● Task to carry out
Lay out the whole listing below as a two-column CSV with the headers prompt_text and answer_boxes, giving each thing it asks its own row: the wording in the first column and its full answer in the second. Quote every field, turn line breaks into spaces, and leave the pictures out.
==*==
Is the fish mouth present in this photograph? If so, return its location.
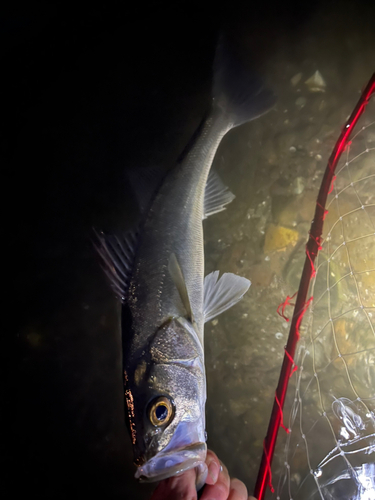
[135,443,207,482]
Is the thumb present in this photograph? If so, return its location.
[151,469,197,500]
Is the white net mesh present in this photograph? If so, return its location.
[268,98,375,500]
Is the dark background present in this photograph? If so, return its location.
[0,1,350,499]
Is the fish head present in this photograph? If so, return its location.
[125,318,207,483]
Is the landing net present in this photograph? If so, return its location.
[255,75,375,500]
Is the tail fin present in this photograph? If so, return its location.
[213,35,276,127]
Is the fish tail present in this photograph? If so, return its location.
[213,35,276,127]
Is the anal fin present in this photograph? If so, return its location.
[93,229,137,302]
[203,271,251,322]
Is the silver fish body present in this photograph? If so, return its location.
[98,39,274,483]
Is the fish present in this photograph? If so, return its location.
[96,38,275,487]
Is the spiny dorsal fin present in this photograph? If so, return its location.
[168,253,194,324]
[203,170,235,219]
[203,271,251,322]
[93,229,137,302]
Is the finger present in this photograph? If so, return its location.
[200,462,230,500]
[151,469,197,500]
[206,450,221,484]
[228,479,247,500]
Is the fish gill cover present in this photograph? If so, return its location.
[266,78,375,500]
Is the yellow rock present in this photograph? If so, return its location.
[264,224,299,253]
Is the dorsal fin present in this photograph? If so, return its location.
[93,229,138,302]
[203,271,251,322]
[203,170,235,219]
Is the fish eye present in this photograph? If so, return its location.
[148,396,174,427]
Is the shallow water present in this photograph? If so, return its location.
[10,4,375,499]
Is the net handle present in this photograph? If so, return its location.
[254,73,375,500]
==*==
● Full output
prompt_text,answer_boxes
"Is the fish mouth present in this photograph? If so, return its location.","[135,443,207,482]"
"Is the thumb present in this photograph? If so, return its location.","[151,469,197,500]"
"Is the white net mesh present in this photograph? If so, return its location.","[268,98,375,500]"
"Is the dark background present in this photograph? If so, return its location.","[0,1,350,499]"
"Is the fish head present in this photograph? If so, return its location.","[125,318,207,483]"
"Is the landing net present in this photograph? If so, return its location.","[255,75,375,500]"
"Is the tail fin present in this photograph? If so, return its location.","[213,35,276,127]"
"Is the fish tail present in this photograph? If so, return its location.","[213,35,276,127]"
"Is the anal fin present in this photograph? If so, return its location.","[93,229,137,302] [203,271,251,322]"
"Is the silver fish body present in this photograph? If so, return its location.","[98,39,274,483]"
"Is the fish present in this photograph? If so, return its location.","[96,38,275,487]"
"Is the spiny dorsal fin present in this photograph? If so, return its location.","[168,253,194,324] [203,170,235,219] [203,271,251,322] [93,229,137,302]"
"Is the finger present in this photograph? If so, return its location.","[200,462,230,500] [151,469,197,500] [206,450,221,484] [228,479,247,500]"
"Is the fish gill cover present in this photograph? If so, return its location.","[266,78,375,500]"
"Is the yellow rock present in this photograph? If so, return its location.","[264,224,299,253]"
"Is the dorsal fin present in this photograph? If so, return its location.","[93,229,138,302] [203,271,251,322] [203,170,235,219]"
"Is the fish eye present in this photograph? If so, return its location.","[148,396,174,427]"
"Is the shallow water present in this photograph? If so, return its location.","[10,4,375,499]"
"Is the net handle present in this photograph? If so, return its location.","[254,73,375,500]"